I've been using Scrivener for many, many years now. Like a shocking number of years, given I am the kind of person who picks up every new program or app with 'this will surely fix me' energy, only to discard them when they did not, in fact, fix me (or they stopped providing The Dopamine, or I started tracking too many things and things got too convoluted, or--)
Before I was using Scrivener, I was using Word (or an open source alternative, depending), and I use Google Docs for editing, but Scrivener, and its ability for me to have a work space that includes all my projects (they're all in one project called 'kitchen sink', unless it's a novel I'm prepping for publication, in which case it gets its own project). It's basically the ideal program for someone who flits from piece to piece, and it's insanely customizable, which is probably the reason I've never left for more novel pastures: if I change the way I want to work, I can alter it to suit.
If you're a one project at a time person, I still pretty heartily recommend it, because it has spots for ancillary bits that you need to have access to but don't necessarily fit in the main file (character profiles, a scene you cut but really like a few lines from, research, etc)

--------------------

§ Goal
Resume the text about using Scrivener from its final line. The material that comes next stands apart from the text about Scrivener.

§ Data section

--------------------

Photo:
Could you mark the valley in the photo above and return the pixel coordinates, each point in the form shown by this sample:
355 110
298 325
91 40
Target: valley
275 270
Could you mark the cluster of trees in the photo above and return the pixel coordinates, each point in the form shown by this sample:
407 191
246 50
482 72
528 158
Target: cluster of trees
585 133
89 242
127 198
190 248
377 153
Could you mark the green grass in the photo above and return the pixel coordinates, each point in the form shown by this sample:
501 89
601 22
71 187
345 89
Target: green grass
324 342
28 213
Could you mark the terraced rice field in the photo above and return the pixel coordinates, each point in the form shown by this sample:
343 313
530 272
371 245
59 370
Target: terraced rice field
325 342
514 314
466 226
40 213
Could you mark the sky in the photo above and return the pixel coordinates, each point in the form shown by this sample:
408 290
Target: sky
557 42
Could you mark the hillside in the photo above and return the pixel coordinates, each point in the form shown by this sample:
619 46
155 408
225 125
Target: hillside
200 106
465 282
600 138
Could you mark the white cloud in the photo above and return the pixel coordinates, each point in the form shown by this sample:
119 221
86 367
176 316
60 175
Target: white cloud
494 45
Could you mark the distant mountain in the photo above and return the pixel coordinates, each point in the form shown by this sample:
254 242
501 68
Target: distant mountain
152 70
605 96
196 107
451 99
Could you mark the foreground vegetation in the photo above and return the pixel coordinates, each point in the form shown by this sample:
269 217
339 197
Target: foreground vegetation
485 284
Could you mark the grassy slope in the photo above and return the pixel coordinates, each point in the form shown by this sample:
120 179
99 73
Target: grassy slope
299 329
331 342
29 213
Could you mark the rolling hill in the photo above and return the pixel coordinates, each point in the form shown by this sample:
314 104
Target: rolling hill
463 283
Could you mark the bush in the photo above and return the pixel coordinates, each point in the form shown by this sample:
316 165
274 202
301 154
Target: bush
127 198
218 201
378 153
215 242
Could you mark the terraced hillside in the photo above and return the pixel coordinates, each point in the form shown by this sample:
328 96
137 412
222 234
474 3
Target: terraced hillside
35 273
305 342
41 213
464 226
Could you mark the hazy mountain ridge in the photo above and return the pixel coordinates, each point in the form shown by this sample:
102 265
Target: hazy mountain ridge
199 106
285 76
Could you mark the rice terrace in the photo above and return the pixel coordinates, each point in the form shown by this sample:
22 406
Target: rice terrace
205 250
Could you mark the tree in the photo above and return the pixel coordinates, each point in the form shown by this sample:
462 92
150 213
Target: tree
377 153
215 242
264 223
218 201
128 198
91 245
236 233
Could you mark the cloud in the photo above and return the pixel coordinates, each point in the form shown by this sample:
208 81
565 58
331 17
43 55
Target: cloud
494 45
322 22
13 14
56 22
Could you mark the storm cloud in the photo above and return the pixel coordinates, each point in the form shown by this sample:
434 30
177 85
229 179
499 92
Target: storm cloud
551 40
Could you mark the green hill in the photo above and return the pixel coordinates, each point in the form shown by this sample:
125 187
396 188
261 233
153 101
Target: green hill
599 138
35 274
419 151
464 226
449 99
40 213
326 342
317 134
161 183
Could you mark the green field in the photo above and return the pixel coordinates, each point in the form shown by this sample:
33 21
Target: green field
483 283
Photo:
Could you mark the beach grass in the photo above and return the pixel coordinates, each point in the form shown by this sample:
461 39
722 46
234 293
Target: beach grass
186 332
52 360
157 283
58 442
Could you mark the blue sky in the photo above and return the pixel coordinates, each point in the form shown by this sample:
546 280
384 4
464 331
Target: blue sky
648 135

--------------------

§ The output
It can do a ton for you if you put the time into learning it (I not only write in it, but also format my books for publication within it), but you don't need to use all its bells and whistles.
Most exciting of all: you buy it once. Like. Seriously. Not even once per laptop or whatever, though I'd still be hyped about that.
They also have a really generous trial where you can use it for 30 days (not calendar, but days of use -- if you used it once a week, say, that'd be 30 weeks).
I'm genuinely really happy to stump for them because I use it like...every single day and every time I've had trouble with it, it's because of something I did or didn't do (say, forgot to set up auto backup) rather than a problem with the program. They've also been actively refining it and working on it the entire time I've had it. In a world that's gone all in on apps over programs, subscription based models over ownership, and general enshittification, it's a product that just...works. I love it. Could not more highly recommend at least giving the trial a shot. (it's available for Mac, PC, and IOS)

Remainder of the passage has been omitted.